> **Problem to solve**
Some entries follow. Reproduce exactly the lines starting at the one with "Where can the wet" and stopping after the one with "Where can the grassy".

Stored dataset items
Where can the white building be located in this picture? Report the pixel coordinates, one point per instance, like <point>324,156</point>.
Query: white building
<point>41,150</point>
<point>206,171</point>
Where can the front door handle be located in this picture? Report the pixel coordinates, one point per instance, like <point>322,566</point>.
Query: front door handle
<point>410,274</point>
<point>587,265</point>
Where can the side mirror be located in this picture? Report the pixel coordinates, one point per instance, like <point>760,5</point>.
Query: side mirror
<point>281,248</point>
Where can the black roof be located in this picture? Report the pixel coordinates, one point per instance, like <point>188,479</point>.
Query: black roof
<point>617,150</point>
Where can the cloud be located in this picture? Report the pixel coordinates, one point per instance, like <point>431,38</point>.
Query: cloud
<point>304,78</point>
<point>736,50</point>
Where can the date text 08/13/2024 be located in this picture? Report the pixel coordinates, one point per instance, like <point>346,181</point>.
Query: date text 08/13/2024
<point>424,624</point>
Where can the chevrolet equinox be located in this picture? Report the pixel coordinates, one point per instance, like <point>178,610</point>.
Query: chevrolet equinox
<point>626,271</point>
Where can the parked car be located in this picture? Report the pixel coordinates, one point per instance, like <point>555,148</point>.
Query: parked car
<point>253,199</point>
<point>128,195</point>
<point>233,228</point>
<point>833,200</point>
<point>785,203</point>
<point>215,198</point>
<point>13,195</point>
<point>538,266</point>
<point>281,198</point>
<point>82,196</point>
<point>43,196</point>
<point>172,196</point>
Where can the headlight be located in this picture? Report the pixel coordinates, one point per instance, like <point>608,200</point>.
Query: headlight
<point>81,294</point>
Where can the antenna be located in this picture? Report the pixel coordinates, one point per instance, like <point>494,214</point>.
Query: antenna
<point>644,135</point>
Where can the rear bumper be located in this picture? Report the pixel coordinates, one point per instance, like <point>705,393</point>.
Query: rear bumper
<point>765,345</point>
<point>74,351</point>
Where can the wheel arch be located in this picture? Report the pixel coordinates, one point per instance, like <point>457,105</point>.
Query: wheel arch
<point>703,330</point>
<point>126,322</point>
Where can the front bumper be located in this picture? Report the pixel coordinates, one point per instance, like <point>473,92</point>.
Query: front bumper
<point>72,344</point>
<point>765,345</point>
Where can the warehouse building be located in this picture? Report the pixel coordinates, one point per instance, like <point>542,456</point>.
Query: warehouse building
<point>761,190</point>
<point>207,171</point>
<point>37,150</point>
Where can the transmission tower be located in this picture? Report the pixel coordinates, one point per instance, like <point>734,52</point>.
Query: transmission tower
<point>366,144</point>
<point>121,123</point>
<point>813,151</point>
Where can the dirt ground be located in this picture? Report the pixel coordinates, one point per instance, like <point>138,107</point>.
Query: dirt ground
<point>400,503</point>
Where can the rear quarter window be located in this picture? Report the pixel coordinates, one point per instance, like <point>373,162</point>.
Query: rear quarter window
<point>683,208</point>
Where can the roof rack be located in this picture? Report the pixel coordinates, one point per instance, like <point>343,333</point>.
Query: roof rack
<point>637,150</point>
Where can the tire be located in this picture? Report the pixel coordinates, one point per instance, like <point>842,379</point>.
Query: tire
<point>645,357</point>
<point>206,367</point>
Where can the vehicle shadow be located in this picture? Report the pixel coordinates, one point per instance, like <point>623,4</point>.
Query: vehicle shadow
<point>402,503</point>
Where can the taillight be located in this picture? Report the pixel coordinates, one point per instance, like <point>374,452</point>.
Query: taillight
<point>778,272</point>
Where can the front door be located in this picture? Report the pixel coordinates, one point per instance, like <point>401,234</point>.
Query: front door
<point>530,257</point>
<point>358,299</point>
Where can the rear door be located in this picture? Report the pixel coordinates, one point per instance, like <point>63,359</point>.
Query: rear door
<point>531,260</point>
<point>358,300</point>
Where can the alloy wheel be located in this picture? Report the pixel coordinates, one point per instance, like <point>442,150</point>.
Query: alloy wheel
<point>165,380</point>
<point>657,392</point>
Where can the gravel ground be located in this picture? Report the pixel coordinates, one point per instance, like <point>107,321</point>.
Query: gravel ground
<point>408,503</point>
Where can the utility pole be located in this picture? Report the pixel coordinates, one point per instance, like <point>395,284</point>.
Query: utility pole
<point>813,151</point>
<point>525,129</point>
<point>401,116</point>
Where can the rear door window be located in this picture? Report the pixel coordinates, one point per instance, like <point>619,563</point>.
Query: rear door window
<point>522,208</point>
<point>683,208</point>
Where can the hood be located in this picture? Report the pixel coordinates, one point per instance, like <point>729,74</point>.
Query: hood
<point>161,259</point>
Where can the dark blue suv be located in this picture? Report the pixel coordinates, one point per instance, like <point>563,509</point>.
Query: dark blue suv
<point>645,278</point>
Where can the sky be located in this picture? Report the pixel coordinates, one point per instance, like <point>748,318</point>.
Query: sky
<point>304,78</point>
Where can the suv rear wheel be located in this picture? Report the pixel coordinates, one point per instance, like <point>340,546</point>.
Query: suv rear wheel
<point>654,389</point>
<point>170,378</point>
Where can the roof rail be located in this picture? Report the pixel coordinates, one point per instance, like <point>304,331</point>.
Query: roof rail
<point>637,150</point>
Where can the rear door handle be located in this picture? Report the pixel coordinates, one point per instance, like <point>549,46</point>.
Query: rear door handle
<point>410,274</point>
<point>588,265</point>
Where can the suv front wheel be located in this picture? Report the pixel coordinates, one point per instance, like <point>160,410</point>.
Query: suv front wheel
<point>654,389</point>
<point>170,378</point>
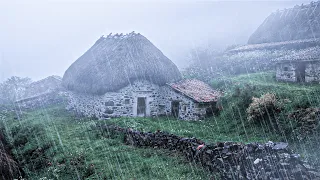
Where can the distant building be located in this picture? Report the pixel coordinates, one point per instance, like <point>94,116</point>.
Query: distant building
<point>127,76</point>
<point>300,66</point>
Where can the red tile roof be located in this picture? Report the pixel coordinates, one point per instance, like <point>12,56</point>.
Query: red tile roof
<point>196,90</point>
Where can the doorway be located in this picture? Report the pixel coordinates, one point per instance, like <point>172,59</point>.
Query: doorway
<point>175,108</point>
<point>301,72</point>
<point>141,106</point>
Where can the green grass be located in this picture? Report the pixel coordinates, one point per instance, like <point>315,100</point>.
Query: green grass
<point>74,140</point>
<point>77,150</point>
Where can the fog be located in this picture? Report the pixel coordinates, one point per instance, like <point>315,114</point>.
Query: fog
<point>40,38</point>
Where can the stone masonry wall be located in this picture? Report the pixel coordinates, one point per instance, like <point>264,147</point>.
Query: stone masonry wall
<point>123,103</point>
<point>313,72</point>
<point>286,72</point>
<point>231,160</point>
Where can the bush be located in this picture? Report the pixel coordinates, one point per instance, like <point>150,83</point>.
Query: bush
<point>306,120</point>
<point>264,109</point>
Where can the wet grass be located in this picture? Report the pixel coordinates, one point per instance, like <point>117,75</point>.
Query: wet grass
<point>80,152</point>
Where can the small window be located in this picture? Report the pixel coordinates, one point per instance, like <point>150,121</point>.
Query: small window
<point>184,108</point>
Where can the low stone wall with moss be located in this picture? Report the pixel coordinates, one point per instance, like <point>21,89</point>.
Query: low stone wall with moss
<point>231,160</point>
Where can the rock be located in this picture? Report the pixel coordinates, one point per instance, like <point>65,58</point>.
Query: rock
<point>280,146</point>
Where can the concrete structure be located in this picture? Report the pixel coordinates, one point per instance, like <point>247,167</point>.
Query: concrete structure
<point>301,66</point>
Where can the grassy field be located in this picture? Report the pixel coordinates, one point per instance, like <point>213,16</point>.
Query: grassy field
<point>52,143</point>
<point>77,151</point>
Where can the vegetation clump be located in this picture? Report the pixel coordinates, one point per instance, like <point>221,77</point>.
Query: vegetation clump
<point>264,108</point>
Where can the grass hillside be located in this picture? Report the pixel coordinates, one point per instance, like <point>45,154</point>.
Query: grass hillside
<point>53,143</point>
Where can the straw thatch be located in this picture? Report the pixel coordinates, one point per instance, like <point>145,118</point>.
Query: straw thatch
<point>115,61</point>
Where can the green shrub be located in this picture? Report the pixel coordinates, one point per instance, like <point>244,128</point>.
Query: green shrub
<point>266,108</point>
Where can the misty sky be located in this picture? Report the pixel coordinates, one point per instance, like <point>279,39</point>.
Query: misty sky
<point>39,38</point>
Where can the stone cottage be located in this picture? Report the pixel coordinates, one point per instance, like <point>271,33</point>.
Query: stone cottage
<point>300,66</point>
<point>127,76</point>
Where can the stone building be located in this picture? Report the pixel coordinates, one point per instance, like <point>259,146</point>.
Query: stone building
<point>301,66</point>
<point>127,76</point>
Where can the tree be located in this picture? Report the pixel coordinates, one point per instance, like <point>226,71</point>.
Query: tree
<point>13,89</point>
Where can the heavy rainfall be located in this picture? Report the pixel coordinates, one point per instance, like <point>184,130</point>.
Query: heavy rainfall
<point>159,90</point>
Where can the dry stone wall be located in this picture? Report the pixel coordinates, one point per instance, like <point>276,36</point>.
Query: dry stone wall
<point>286,71</point>
<point>231,160</point>
<point>313,72</point>
<point>123,103</point>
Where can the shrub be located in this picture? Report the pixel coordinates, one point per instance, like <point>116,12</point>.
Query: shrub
<point>264,109</point>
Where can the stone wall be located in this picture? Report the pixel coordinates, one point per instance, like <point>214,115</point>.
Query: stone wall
<point>123,103</point>
<point>231,160</point>
<point>313,72</point>
<point>287,72</point>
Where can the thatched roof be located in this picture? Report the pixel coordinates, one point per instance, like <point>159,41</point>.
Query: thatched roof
<point>115,61</point>
<point>196,90</point>
<point>309,54</point>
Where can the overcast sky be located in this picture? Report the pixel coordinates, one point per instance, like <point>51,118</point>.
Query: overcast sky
<point>39,38</point>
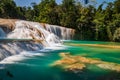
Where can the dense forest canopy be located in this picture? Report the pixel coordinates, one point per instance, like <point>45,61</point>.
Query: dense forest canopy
<point>91,23</point>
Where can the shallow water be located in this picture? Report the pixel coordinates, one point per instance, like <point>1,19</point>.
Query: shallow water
<point>38,66</point>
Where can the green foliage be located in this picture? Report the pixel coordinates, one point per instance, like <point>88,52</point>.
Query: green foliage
<point>89,22</point>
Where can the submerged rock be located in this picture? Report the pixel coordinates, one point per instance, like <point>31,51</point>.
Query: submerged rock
<point>73,63</point>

> **Answer for the task**
Where can the wet grass be located in this picture? Report the pixel coordinates, one point per instance, like <point>117,75</point>.
Query: wet grass
<point>80,152</point>
Where can the small window be located in this picture? Report the pixel coordinates, one point per instance, like <point>150,121</point>.
Query: small window
<point>184,108</point>
Where can the low stone wall with moss be located in this picture? Report the pixel coordinates, one point per instance, like <point>21,89</point>.
Query: low stone wall with moss
<point>231,160</point>
Where can the rock be located in this picture? Report the pixel coordinates, one point per instance, like <point>65,58</point>.
Query: rock
<point>280,146</point>
Where can the concrete structure be located in this picture? Report the pixel coordinates, one point per instance, like <point>247,167</point>.
Query: concrete structure
<point>301,66</point>
Where can the grassy field be located in this picture? Report the pixel coordinates, one point per instance, like <point>213,16</point>.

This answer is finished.